Dataset items>
===============

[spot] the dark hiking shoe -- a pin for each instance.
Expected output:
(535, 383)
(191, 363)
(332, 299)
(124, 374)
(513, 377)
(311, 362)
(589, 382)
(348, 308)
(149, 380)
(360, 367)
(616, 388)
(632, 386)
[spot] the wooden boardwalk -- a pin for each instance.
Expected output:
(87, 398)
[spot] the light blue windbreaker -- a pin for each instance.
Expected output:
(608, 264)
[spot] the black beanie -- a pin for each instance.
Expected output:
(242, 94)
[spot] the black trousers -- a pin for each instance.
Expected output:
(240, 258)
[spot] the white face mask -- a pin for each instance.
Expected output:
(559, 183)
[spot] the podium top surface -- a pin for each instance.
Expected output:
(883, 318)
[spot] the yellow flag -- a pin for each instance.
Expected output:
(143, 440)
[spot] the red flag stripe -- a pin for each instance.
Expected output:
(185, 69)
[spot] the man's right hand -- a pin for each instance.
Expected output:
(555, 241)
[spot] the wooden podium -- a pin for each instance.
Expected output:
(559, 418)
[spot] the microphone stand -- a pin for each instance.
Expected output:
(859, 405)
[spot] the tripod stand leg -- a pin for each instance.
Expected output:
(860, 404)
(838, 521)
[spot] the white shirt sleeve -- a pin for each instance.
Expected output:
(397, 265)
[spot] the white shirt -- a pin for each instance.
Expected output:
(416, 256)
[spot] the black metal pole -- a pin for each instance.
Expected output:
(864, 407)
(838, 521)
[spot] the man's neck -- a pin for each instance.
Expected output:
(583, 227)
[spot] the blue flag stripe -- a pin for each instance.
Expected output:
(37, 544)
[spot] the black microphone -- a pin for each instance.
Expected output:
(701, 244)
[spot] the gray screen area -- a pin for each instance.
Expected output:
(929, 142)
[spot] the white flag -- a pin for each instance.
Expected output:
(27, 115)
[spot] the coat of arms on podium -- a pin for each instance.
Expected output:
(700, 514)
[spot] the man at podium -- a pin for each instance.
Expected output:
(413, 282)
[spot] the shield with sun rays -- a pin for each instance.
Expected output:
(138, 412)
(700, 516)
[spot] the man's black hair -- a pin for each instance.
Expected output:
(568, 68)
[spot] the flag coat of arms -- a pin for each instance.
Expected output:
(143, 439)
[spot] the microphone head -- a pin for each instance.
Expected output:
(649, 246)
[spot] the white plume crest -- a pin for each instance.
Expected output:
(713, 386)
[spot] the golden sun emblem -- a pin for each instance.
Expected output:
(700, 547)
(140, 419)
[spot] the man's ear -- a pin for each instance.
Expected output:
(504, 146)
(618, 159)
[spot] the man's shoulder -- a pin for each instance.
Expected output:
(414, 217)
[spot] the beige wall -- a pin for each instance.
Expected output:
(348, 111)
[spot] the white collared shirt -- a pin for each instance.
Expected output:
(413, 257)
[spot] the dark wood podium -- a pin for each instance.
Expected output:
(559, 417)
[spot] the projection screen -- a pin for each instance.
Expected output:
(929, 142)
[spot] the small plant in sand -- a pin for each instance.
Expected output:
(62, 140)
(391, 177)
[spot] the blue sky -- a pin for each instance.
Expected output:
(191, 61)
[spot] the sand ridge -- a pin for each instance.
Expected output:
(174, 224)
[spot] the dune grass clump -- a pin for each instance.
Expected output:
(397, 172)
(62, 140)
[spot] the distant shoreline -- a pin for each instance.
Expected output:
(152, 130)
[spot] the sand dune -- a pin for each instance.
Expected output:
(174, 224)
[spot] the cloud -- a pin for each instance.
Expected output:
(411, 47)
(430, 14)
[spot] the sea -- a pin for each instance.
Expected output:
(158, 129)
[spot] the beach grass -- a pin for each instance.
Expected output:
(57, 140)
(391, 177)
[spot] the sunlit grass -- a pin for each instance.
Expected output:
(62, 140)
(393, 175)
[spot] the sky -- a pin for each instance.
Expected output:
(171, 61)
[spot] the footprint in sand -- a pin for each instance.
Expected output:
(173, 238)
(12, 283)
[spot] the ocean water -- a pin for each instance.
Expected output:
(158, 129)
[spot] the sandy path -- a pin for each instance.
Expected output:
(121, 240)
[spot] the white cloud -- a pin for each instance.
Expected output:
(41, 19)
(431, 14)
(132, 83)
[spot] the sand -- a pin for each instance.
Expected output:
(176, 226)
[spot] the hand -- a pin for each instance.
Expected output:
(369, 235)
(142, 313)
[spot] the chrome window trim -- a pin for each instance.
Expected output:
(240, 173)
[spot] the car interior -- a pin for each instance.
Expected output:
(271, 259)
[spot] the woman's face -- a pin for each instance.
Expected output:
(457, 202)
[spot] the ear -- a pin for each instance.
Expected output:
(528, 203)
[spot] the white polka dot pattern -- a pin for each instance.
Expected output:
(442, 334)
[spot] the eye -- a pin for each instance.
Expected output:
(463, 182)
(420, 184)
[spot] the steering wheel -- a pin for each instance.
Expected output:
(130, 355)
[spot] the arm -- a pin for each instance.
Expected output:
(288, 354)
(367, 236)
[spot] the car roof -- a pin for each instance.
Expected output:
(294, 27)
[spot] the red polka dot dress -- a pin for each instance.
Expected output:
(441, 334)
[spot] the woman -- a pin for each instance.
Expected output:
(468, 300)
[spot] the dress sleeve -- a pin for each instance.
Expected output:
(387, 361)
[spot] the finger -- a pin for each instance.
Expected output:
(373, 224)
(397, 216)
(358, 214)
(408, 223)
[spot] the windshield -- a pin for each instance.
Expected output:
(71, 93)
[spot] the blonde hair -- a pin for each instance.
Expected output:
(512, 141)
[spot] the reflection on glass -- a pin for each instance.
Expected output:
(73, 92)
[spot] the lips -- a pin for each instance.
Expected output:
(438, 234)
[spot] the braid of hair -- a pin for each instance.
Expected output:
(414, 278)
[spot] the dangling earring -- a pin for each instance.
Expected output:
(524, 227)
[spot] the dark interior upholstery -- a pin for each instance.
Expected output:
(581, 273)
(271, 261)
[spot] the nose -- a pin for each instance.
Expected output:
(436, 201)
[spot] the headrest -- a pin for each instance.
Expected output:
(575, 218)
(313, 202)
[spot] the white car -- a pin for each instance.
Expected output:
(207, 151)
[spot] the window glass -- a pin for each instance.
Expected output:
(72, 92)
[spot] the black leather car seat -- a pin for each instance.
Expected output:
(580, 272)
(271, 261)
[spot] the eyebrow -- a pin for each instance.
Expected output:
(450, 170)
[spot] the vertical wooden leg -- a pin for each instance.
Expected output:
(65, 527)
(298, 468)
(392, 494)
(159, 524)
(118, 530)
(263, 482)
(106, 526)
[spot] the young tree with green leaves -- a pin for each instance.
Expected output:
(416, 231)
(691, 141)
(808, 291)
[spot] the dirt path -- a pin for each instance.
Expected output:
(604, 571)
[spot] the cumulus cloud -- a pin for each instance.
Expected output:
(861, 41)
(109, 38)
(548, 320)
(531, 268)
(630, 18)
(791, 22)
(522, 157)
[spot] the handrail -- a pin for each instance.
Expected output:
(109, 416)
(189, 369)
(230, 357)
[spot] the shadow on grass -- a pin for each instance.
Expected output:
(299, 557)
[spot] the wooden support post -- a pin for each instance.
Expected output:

===============

Problem to solve> Your response should be made up of the lines in the data that contain the word "stand".

Response area>
[spot] the microphone stand -- a pin for each instance.
[spot] the tripod stand leg -- a pin for each instance.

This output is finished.